# [Aim of the task]
Below are entries; output exactly the lines from the one with "positive clicks: (223, 160)" to the one with "positive clicks: (216, 229)", both included, and nothing else.

+++ Data extracts

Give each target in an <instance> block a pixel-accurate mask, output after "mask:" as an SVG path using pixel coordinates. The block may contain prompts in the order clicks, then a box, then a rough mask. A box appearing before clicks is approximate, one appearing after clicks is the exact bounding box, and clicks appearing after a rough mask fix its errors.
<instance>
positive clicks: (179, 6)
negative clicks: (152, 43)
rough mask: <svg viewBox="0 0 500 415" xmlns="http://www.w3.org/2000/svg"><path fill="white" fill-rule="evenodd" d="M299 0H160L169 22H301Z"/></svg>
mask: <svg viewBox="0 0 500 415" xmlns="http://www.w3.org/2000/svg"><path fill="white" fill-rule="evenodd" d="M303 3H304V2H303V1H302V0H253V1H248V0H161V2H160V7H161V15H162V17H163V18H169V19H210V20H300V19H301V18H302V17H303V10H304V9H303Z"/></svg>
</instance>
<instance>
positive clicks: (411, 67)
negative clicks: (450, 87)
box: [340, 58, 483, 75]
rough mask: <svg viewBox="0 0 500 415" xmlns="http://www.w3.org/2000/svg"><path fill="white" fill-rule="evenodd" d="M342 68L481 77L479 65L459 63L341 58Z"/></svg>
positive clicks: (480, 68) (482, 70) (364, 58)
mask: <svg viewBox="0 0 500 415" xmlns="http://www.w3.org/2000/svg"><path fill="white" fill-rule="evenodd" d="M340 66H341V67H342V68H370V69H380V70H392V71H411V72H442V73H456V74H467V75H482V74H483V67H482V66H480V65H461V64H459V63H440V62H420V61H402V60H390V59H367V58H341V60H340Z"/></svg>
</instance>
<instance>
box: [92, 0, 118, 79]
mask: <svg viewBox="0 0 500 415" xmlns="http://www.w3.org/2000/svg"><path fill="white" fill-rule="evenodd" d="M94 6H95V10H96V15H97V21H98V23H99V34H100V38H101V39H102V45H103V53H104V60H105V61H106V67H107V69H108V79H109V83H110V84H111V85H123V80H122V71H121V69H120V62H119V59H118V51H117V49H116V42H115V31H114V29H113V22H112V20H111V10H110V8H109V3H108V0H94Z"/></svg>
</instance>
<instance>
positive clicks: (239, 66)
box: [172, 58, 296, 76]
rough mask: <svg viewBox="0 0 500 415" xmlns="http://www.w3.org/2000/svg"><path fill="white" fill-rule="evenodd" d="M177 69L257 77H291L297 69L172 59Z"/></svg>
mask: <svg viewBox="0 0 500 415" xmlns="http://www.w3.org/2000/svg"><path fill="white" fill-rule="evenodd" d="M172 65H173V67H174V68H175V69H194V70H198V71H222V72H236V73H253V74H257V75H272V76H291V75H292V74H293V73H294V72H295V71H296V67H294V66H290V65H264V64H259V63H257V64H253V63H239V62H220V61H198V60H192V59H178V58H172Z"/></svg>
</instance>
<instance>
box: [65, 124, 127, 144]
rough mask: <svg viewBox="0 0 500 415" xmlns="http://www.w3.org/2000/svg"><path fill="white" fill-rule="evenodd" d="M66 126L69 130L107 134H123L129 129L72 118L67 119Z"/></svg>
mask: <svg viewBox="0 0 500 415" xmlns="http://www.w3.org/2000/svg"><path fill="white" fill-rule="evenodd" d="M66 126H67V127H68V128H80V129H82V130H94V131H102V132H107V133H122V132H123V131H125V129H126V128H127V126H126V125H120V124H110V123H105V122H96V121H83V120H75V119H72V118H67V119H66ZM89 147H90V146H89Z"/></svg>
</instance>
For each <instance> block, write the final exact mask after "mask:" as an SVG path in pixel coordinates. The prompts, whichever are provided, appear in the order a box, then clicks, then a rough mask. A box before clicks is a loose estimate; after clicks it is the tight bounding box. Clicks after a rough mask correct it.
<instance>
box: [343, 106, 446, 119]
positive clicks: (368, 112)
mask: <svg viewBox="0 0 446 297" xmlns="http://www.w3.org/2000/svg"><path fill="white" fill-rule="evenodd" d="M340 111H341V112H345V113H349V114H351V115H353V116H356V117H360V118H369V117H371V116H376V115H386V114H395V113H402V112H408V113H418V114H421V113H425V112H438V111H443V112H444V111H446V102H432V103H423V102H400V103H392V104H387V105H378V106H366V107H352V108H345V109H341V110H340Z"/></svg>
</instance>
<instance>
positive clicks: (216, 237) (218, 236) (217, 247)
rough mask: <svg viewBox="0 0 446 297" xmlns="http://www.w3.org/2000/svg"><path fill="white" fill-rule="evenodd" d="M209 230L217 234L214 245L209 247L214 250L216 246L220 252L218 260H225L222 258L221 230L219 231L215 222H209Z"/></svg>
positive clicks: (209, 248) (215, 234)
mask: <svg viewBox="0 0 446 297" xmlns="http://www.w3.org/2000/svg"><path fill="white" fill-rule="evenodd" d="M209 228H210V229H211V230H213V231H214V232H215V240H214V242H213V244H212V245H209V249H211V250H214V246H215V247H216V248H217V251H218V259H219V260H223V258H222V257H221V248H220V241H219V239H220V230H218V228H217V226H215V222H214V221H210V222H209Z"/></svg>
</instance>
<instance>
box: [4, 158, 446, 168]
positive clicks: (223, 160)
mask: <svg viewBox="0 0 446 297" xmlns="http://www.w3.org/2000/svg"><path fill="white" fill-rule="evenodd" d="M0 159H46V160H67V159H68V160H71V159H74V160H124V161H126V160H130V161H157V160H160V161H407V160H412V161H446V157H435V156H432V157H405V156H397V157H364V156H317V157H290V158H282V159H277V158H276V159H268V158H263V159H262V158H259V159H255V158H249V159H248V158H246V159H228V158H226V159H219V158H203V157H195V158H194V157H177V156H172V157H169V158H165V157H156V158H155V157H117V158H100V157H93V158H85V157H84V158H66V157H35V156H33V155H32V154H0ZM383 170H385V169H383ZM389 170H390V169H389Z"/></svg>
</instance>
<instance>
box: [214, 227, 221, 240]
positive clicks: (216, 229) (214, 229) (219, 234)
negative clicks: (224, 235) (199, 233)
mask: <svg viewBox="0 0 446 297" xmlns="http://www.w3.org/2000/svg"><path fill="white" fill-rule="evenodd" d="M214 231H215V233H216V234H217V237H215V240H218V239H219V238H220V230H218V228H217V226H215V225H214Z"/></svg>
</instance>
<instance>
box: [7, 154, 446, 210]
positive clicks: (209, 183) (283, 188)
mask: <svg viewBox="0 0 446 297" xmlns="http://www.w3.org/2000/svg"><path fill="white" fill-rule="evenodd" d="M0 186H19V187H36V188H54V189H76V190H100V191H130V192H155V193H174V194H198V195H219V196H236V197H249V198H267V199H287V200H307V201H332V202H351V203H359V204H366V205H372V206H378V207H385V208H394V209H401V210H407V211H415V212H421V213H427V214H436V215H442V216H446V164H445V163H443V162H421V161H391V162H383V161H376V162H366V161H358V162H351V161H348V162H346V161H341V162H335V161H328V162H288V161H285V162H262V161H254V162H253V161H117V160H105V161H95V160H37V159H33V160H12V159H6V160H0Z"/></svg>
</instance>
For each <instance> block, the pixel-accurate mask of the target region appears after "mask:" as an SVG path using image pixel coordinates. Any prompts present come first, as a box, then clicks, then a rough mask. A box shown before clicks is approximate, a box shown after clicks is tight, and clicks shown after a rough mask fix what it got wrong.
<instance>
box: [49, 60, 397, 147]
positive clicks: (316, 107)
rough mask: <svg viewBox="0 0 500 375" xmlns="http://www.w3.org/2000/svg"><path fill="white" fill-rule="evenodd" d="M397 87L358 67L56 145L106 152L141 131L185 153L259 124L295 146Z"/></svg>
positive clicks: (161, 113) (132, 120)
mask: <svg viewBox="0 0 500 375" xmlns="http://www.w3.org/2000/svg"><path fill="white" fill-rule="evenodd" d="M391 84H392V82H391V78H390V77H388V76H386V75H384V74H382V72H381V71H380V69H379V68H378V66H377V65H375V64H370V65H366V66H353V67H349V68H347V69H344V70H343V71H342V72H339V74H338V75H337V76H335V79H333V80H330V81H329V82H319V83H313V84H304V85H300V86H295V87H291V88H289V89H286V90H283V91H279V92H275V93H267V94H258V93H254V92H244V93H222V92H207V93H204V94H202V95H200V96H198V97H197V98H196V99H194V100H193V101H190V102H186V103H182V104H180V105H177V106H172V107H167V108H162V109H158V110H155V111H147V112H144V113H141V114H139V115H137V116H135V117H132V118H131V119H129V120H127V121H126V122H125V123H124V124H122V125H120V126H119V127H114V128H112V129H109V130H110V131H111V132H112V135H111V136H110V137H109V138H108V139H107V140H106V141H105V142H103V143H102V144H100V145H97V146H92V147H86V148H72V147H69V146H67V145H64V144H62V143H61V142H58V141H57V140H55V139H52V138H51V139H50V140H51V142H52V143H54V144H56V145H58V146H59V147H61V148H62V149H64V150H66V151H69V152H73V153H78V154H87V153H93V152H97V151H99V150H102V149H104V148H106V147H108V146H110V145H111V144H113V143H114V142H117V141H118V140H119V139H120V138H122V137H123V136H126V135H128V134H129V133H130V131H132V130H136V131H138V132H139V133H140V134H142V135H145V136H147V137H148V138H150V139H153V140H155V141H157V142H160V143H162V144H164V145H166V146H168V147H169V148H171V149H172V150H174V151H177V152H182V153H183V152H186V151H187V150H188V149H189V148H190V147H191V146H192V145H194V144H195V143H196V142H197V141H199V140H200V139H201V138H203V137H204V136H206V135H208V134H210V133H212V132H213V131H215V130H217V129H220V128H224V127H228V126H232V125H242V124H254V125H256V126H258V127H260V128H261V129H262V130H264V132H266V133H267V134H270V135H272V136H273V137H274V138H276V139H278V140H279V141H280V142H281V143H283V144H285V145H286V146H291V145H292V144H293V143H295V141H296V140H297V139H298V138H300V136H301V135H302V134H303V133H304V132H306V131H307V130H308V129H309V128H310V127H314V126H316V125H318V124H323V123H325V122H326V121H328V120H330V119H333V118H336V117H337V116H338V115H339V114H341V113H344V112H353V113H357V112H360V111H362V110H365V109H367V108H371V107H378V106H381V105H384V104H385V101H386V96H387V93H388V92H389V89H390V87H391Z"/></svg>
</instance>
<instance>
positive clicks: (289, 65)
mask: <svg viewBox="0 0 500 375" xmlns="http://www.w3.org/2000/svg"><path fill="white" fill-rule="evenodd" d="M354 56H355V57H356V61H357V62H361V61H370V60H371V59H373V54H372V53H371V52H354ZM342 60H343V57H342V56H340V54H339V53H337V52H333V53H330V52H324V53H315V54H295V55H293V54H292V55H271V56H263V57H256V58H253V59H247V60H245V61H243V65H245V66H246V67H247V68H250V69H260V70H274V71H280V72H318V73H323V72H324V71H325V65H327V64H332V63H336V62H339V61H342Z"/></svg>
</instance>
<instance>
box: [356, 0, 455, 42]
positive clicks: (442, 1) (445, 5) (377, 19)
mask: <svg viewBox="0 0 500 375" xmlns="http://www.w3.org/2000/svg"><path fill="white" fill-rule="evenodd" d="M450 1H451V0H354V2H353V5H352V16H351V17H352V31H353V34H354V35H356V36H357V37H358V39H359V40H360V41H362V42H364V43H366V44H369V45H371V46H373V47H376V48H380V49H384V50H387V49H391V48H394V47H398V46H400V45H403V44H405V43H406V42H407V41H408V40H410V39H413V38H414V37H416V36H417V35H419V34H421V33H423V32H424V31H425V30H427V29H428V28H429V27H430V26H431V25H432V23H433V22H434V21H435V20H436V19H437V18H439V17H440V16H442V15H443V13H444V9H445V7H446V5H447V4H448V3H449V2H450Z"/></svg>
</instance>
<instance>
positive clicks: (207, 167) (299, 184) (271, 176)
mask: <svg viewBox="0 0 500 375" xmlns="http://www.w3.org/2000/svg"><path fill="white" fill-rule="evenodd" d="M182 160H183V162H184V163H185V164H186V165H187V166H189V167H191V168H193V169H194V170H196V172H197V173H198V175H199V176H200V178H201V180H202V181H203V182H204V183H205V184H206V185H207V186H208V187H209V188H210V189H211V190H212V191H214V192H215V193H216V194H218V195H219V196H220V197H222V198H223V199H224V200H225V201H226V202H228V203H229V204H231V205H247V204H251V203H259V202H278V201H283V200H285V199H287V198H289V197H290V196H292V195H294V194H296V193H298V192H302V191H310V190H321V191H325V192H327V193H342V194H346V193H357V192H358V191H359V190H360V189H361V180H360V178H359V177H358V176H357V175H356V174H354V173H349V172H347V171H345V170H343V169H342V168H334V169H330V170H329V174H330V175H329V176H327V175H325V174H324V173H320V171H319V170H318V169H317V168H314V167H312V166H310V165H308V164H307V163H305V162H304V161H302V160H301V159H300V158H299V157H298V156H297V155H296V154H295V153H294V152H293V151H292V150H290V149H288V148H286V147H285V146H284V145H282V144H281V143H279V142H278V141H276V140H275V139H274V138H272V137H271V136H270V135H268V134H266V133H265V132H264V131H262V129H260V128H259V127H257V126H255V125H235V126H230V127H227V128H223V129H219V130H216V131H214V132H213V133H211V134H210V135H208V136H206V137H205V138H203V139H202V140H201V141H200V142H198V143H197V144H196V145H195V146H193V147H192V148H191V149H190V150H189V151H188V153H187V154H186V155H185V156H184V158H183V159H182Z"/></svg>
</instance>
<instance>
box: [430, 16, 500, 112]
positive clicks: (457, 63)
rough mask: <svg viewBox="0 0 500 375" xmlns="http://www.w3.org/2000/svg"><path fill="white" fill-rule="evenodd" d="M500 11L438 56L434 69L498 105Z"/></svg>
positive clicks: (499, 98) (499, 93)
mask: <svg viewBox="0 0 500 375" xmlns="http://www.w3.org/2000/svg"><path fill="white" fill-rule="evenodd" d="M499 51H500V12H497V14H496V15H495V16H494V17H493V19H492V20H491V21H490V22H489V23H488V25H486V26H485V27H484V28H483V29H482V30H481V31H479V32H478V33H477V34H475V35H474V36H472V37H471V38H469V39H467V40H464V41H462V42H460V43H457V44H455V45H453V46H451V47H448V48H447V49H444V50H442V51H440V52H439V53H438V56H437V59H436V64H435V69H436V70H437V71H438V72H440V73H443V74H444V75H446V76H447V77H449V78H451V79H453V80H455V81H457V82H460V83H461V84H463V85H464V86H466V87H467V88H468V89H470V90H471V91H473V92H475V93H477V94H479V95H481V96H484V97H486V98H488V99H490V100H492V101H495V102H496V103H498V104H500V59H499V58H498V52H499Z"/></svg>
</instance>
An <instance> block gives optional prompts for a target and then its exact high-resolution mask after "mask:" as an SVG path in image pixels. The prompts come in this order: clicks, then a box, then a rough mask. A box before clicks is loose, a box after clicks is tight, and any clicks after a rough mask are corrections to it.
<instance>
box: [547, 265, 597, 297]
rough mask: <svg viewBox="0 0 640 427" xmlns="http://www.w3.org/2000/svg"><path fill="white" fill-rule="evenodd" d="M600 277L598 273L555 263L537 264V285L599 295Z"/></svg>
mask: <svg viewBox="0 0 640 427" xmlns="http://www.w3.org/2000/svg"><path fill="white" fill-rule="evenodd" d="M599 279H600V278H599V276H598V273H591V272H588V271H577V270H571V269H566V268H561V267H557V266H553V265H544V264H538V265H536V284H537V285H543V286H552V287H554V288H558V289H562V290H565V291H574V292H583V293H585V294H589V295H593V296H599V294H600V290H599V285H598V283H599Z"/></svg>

++++++

# [Task answer]
positive clicks: (223, 160)
mask: <svg viewBox="0 0 446 297" xmlns="http://www.w3.org/2000/svg"><path fill="white" fill-rule="evenodd" d="M0 159H46V160H67V159H68V160H71V159H74V160H124V161H126V160H130V161H157V160H160V161H407V160H412V161H446V157H435V156H432V157H405V156H397V157H364V156H317V157H290V158H282V159H277V158H276V159H268V158H263V159H262V158H259V159H255V158H249V159H248V158H246V159H228V158H226V159H219V158H203V157H195V158H194V157H177V156H172V157H169V158H165V157H156V158H155V157H117V158H100V157H93V158H85V157H84V158H66V157H35V156H33V155H32V154H0ZM383 170H385V169H383ZM389 170H390V169H389Z"/></svg>
</instance>
<instance>
box: [214, 227, 221, 240]
positive clicks: (216, 229) (214, 229) (219, 234)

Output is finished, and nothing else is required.